**DOEL**
Zet de records om in een CSV-bestand met de kolommen "invoer" en "uitvoer". Begin bij de regel met "# test: identify the tire" en stop na de regel met "x=507 y=295". Geef per record één rij, met de tekst onder "invoer" en het antwoord onder "uitvoer", elk als één veld tussen aanhalingstekens en met regeleinden vervangen door spaties.

**AANGELEVERDE GEGEVENS**
───
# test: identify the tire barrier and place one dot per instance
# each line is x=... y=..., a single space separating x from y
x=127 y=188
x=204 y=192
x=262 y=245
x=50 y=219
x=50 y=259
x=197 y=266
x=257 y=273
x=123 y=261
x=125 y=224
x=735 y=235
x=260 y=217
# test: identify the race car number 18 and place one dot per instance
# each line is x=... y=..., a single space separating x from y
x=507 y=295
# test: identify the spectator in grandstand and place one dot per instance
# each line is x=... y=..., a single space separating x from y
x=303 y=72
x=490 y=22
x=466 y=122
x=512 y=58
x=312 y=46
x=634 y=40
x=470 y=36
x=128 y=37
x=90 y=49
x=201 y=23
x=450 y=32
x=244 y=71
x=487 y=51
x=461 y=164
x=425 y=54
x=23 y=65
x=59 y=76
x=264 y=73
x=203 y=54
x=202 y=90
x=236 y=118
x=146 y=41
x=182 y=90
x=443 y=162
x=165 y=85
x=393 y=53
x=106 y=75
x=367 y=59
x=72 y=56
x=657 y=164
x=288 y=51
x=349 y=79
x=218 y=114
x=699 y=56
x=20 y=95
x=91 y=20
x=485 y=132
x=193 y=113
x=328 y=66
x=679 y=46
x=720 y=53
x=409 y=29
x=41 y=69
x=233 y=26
───
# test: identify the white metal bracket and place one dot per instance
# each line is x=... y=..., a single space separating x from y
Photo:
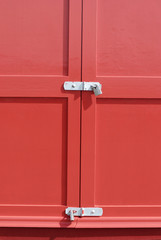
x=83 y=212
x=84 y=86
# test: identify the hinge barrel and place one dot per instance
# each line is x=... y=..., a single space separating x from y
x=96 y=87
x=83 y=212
───
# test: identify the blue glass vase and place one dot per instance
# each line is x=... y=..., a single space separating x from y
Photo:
───
**RESULTAAT**
invoer,uitvoer
"# test: identify the tire barrier and place one dot per instance # each line is x=... y=..., a single space separating x from y","x=127 y=188 x=204 y=192 x=262 y=245 x=50 y=219 x=50 y=259 x=197 y=266 x=257 y=273 x=123 y=261 x=125 y=224 x=735 y=235 x=260 y=217"
"# test: identify the race car number 18 and place one dot per instance # each line is x=... y=..., a single space separating x from y","x=507 y=295"